───── Data for this exercise

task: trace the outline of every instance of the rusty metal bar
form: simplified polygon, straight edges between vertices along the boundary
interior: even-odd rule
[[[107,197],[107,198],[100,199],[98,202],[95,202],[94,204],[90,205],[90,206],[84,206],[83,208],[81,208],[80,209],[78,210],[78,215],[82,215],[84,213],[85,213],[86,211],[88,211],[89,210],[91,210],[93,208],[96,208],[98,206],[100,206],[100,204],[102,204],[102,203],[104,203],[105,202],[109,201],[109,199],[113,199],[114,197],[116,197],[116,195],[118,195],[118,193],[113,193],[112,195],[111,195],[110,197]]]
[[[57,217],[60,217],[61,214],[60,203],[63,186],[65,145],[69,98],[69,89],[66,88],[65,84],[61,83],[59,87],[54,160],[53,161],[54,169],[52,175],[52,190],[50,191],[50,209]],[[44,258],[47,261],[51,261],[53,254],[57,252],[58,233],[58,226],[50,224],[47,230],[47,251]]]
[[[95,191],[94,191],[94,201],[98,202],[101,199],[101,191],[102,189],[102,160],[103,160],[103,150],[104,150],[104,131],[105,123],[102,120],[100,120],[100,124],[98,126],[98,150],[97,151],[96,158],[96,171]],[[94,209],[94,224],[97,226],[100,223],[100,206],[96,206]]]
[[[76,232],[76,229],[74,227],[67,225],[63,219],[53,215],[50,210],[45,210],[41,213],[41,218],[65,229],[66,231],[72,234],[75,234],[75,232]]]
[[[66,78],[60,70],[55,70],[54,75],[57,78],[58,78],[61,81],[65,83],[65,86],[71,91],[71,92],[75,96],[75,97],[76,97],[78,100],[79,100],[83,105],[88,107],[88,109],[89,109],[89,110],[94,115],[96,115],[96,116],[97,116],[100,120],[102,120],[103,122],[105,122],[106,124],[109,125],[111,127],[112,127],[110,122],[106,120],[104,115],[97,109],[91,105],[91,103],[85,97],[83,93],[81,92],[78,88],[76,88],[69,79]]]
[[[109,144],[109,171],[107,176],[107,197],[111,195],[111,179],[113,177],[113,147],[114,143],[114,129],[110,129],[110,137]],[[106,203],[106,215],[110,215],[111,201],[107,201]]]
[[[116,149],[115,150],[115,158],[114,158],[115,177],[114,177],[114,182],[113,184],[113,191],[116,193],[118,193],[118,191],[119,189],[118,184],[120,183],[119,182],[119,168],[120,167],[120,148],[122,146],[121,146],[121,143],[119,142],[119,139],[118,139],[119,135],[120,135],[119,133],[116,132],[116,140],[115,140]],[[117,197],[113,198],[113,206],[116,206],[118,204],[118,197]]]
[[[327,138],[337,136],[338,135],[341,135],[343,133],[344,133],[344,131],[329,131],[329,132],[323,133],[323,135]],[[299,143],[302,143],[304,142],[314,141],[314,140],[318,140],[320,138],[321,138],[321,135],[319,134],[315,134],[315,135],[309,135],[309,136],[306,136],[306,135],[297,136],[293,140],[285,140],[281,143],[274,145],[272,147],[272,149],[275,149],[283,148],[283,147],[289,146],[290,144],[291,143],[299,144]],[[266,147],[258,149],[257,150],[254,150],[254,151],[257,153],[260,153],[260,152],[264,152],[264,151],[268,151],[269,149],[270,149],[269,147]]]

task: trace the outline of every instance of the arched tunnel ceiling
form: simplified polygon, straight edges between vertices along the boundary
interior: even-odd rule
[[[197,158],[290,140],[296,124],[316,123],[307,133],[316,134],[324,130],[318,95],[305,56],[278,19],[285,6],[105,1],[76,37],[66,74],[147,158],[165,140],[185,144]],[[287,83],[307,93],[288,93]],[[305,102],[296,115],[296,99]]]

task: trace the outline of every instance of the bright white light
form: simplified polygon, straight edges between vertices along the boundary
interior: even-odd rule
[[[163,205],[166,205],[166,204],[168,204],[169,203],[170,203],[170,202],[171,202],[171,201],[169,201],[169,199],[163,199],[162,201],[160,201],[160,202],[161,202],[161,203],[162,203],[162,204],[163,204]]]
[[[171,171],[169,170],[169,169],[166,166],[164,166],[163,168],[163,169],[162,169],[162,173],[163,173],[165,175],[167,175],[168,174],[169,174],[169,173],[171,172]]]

──────────

| Work to do |
Rewrite all of the material above, replacing each instance of "even-odd rule" with "nonzero winding rule" and leaving everything else as it is.

| Complete answer |
task: trace the outline of every instance of the rusty metal bar
form: simplified polygon, straight edges between vertices along the boundary
interior: nonzero winding rule
[[[107,197],[107,198],[100,199],[98,202],[95,202],[94,204],[90,205],[90,206],[84,206],[83,208],[81,208],[80,209],[78,210],[78,215],[82,215],[84,213],[85,213],[86,211],[88,211],[89,210],[91,210],[93,208],[96,208],[98,206],[100,206],[100,204],[102,204],[102,203],[104,203],[105,202],[109,201],[109,199],[113,199],[114,197],[116,197],[116,195],[118,195],[118,193],[113,193],[112,195],[111,195],[110,197]]]
[[[57,217],[60,217],[61,214],[60,203],[63,186],[65,145],[69,98],[69,89],[66,88],[65,84],[61,83],[59,87],[54,160],[53,161],[54,169],[52,175],[52,190],[50,191],[50,209]],[[44,258],[47,261],[51,261],[53,254],[57,252],[58,233],[58,226],[50,224],[47,230],[47,251]]]
[[[95,191],[94,191],[94,201],[98,202],[101,199],[101,191],[102,189],[102,160],[103,160],[103,150],[104,150],[104,131],[105,123],[102,120],[100,120],[100,124],[98,126],[98,150],[97,151],[96,158],[96,171]],[[94,209],[94,224],[97,226],[100,223],[100,206],[96,206]]]
[[[76,232],[76,229],[74,227],[67,225],[63,219],[53,215],[50,210],[45,210],[41,213],[41,218],[65,229],[66,231],[72,234],[75,234],[75,232]]]
[[[66,78],[60,70],[55,70],[54,75],[57,78],[58,78],[61,81],[65,83],[65,86],[71,91],[71,92],[75,96],[75,97],[76,97],[78,100],[79,100],[83,105],[88,107],[88,109],[89,109],[89,110],[94,115],[96,115],[96,116],[97,116],[100,120],[102,120],[103,122],[105,122],[106,124],[109,125],[111,127],[112,127],[110,122],[106,120],[104,115],[97,109],[91,105],[91,103],[85,97],[83,93],[81,92],[78,88],[76,88],[69,79]]]
[[[109,144],[109,171],[107,176],[107,197],[111,195],[111,179],[113,177],[113,147],[114,143],[114,129],[110,129],[110,137]],[[106,203],[106,215],[110,215],[111,201],[107,201]]]
[[[116,149],[115,150],[115,158],[114,158],[115,177],[114,177],[114,182],[113,184],[113,191],[116,193],[118,193],[118,191],[119,189],[118,184],[120,183],[119,182],[119,168],[120,167],[120,148],[122,146],[121,146],[121,143],[119,142],[119,139],[118,139],[119,135],[120,135],[119,133],[116,132],[116,140],[115,140]],[[117,197],[113,198],[113,206],[116,206],[118,204],[118,197]]]
[[[327,138],[337,136],[338,135],[341,135],[343,133],[344,133],[344,131],[329,131],[329,132],[323,133],[323,135]],[[299,143],[302,143],[304,142],[314,141],[314,140],[318,140],[320,138],[321,138],[321,135],[319,134],[315,134],[315,135],[309,135],[309,136],[306,136],[306,135],[297,136],[293,140],[285,140],[281,143],[274,145],[272,147],[272,149],[275,149],[283,148],[283,147],[289,146],[290,144],[291,143],[299,144]],[[266,147],[258,149],[257,150],[254,150],[254,151],[257,153],[260,153],[260,152],[264,152],[264,151],[268,151],[269,149],[270,149],[269,147]]]

task: trace the outline of every instance of the arched tunnel ceiling
form: simplified polygon, straight edges between vertices along the boundary
interior: nonzero winding rule
[[[197,158],[290,140],[296,124],[316,123],[307,133],[316,134],[324,130],[318,95],[305,56],[278,19],[285,6],[105,1],[76,37],[66,74],[147,158],[165,140],[185,144]],[[287,83],[307,93],[288,93]],[[305,102],[296,115],[296,99]]]

task: trace the outline of every instance of the bright white light
form: simplified polygon, straight edges between vertices along the boundary
interior: nonzero winding rule
[[[163,205],[166,205],[166,204],[168,204],[169,203],[170,203],[170,202],[171,202],[171,201],[169,201],[169,199],[163,199],[162,201],[160,201],[160,202],[161,202],[161,203],[162,203],[162,204],[163,204]]]
[[[171,171],[169,170],[169,169],[166,166],[164,166],[163,168],[163,169],[162,169],[162,173],[163,173],[165,175],[167,175],[168,174],[169,174],[169,173],[171,172]]]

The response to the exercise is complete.